Bitte schreibe den Artikel über die Wiederholung der Bundestagswahl in Berlin im Anschluss an seinen letzten Satz weiter.

- [Artikel]:
○ ○ ○ ○

Berliner Landeswahlleiter Stephan Bröchler hat das Bundesverfassungsgericht gebeten, sein Urteil zur Wiederholung der Bundestagswahl 2021 zu einem Zeitpunkt zu sprechen, sodass diese nicht in die Adventszeit, in die Zeit um Weihnachten oder Neujahr fällt. Denn in der Zeit könne es zum Beispiel an Wahlhelfern mangeln, erklärte Bröchler am Dienstag in Karlsruhe. Die Vorsitzende Richterin Doris König antwortete, der Senat werde versuchen, das beim Grundsatz der Beschleunigung des Verfahrens zu berücksichtigen.

Der Termin ist genau wie der Umfang der Wiederholungswahl noch nicht klar. Mit einem Urteil des Bundesverfassungsgerichts wird im Herbst gerechnet. Berlin hat dann 60 Tage Zeit, die Wahlwiederholung durchzuführen. Sollte die Abstimmung tatsächlich vollständig wiederholt werden müssen, wäre dies ein sehr knapper Zeitraum für die Vorbereitung, heißt es aus Kreisen der Verwaltung. Schon jetzt bereiten sich daher erste Bezirke darauf vor. So sucht etwa der Bezirk Steglitz-Zehlendorf bereits Mitarbeiter, die bei der Durchführung der Briefwahl im Bezirk helfen.

○ ○ ○ ○

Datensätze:
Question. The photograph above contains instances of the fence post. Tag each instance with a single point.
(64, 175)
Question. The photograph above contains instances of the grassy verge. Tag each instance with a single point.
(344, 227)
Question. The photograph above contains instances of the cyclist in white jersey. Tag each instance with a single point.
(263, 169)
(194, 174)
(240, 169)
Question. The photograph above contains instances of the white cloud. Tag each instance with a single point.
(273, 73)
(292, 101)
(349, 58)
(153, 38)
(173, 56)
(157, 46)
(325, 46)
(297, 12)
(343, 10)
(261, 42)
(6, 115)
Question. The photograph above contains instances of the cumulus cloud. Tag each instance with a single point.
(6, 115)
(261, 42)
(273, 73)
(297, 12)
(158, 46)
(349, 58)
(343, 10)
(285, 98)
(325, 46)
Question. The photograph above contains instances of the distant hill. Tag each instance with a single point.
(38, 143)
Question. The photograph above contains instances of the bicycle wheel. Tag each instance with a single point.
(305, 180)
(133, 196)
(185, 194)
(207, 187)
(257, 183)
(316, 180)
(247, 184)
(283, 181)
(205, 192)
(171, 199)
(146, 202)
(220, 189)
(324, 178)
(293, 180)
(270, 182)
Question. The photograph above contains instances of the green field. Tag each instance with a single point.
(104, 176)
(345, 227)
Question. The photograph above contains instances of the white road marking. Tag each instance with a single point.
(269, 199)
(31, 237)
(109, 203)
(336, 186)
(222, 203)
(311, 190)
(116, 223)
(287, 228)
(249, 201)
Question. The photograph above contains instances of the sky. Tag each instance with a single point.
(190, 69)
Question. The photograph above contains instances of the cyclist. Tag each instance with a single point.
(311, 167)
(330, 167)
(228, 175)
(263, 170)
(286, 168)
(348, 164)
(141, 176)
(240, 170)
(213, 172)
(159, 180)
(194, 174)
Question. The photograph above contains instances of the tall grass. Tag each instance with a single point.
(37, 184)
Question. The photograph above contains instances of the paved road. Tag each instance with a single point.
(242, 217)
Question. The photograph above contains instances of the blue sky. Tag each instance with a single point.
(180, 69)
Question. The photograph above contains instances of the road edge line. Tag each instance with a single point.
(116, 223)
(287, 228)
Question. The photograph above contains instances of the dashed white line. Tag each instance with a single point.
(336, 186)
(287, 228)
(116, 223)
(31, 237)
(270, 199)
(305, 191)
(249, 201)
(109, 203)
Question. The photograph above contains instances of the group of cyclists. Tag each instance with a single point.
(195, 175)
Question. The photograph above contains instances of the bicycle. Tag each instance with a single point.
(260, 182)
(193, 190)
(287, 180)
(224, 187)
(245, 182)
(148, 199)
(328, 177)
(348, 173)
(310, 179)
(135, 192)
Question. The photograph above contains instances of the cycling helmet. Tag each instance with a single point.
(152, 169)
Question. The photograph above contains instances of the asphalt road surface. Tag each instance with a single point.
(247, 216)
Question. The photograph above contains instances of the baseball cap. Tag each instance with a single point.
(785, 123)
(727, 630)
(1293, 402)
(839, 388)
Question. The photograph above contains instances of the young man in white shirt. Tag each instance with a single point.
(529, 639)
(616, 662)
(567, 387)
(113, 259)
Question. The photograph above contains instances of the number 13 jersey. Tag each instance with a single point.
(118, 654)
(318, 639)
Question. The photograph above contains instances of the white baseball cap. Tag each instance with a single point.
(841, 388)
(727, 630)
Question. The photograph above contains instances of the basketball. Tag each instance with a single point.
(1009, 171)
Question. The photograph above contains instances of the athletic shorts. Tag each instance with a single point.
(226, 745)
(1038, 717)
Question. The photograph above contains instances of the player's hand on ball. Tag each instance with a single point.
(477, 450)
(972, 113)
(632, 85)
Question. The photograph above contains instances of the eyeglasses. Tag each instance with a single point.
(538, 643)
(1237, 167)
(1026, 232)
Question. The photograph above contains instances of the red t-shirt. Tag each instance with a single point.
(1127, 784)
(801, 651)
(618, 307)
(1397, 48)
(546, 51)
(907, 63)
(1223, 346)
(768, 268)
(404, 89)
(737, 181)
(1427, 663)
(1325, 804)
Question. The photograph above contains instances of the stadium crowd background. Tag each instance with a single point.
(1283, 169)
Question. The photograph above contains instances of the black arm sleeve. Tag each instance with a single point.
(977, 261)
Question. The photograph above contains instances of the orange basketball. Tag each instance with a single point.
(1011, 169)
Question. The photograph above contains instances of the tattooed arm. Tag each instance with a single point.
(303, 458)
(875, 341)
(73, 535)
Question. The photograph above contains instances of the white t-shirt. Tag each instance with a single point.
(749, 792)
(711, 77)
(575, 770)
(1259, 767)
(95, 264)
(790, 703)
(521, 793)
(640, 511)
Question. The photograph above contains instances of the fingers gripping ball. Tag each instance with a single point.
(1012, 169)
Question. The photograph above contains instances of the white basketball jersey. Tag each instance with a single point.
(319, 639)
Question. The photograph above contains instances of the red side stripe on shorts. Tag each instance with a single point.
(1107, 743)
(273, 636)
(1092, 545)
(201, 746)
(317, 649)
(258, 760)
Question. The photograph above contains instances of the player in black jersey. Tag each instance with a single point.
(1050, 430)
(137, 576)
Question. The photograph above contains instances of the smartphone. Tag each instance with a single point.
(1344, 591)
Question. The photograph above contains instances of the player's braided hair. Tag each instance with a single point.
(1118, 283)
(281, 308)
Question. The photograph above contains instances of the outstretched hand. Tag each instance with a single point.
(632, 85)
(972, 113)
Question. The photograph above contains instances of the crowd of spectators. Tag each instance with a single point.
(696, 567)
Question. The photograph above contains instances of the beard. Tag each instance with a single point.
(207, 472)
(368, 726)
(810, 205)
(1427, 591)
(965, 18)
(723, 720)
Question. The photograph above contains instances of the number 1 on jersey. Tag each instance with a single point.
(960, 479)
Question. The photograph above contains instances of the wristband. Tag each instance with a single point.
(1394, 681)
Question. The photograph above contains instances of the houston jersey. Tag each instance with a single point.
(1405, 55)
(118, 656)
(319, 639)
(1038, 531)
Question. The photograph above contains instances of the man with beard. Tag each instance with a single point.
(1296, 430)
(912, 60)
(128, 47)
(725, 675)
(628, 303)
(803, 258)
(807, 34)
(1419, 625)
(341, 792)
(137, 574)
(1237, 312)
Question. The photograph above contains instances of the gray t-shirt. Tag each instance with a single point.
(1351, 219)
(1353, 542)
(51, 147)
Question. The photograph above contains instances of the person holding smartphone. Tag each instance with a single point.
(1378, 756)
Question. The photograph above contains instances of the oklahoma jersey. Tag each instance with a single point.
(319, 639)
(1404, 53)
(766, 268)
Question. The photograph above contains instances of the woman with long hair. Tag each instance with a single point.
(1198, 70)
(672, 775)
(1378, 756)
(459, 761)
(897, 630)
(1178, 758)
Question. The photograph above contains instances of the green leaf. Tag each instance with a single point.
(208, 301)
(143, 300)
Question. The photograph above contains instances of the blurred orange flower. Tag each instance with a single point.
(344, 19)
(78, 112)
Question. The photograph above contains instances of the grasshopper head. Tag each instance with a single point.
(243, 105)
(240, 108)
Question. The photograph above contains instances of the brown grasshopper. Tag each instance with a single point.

○ ○ ○ ○

- [Ergebnis der Übung]:
Was passiert am Dienstag und Mittwoch vor dem Bundesverfassungsgericht?
Die Richterinnen und Richter am Zweiten Senat machten am Dienstag mit ihren Fragen deutlich, dass sie die Aufklärung der Pannen bei der Wahl in Berlin im September 2021 durch den Bundestag für unzureichend halten. 

Die Richterbank beanstandete insbesondere, dass der Wahlprüfungsausschuss des Bundestages nicht die Protokolle gesichtet hat, die die 2256 Urnenwahlbezirke in Berlin angefertigt haben. Dort hätten Wahlfehler möglicherweise exakter festgestellt werden können. Die Vertreter der Bundestagsmehrheit begründeten das mit Zeitgründen, die Auswertung der Protokolle hätte zu lange gedauert und ihr Aussagewert sei gering gewesen.

Die Verhandlung soll auch dazu dienen, sich mit grundlegenden Fragen der Wahlprüfung zu befassen, etwa zum Umgang mit der Ausgabe fehlerhafter Stimmzettel, der Unterbrechungen der Wahlhandlung, der Stimmabgaben nach 18.00 Uhr und Wartezeiten. Dazu werden unter anderem die neue Bundeswahlleiterin Ruth Brand sowie Berlins Landeswahlleiter Stephan Bröchler angehört.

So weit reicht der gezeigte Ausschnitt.